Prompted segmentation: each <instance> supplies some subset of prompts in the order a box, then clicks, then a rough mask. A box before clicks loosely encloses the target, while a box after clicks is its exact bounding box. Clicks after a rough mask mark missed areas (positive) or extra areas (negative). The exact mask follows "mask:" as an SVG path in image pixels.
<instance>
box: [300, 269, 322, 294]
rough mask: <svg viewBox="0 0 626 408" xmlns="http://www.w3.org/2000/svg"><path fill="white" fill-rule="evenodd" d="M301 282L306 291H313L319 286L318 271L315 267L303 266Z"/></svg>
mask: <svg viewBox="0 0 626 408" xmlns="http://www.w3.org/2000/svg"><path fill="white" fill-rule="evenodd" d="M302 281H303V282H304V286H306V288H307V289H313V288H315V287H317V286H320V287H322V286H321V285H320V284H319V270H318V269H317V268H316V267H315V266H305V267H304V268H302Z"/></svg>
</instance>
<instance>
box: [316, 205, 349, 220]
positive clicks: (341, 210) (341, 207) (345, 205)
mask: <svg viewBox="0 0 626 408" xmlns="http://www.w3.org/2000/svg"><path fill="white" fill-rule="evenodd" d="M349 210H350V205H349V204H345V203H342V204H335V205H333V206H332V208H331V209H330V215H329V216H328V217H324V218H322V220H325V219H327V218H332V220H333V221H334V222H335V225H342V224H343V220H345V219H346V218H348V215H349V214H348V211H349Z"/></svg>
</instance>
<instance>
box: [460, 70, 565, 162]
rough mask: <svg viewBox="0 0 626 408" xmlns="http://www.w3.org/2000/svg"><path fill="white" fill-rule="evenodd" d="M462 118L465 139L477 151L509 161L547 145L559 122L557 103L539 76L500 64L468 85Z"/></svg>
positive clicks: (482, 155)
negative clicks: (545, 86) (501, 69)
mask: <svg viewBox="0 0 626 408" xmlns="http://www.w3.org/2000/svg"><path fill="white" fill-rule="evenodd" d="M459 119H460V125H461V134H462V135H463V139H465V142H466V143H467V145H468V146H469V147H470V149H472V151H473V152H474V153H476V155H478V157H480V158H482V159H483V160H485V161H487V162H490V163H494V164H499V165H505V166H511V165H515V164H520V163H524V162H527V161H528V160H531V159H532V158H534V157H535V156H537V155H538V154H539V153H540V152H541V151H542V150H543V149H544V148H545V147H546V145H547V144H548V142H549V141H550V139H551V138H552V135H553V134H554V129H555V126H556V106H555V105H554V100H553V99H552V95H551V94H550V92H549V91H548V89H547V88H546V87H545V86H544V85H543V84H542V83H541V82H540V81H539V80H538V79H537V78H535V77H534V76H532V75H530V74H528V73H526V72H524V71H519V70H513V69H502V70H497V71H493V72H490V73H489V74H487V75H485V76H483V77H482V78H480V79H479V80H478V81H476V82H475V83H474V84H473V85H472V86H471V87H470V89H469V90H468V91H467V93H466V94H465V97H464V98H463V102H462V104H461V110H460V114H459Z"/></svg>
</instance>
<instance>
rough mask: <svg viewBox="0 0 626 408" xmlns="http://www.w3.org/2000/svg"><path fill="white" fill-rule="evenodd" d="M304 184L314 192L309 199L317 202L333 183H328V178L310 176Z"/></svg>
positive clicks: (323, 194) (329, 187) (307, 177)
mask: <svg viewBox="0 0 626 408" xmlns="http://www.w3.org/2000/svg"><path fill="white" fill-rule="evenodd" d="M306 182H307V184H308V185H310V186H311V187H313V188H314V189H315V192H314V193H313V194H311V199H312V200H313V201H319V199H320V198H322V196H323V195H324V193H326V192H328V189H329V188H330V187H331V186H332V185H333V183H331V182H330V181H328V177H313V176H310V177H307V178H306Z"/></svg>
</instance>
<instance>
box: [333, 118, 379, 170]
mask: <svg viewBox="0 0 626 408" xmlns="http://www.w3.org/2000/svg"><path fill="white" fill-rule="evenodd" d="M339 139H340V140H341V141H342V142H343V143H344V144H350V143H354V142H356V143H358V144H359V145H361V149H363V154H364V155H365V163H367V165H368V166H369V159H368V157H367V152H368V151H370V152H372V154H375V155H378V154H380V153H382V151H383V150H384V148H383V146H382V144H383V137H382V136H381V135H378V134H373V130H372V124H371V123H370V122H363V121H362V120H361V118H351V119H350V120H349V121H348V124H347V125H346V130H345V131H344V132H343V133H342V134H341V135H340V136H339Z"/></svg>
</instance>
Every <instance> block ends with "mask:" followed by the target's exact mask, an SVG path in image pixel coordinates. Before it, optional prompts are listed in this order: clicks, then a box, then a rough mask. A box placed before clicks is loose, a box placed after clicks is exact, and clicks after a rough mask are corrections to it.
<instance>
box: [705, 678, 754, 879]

::::::::

### [Action item]
State how many lines of the listing above include the string "then", with no words around the number.

### [Finished exercise]
2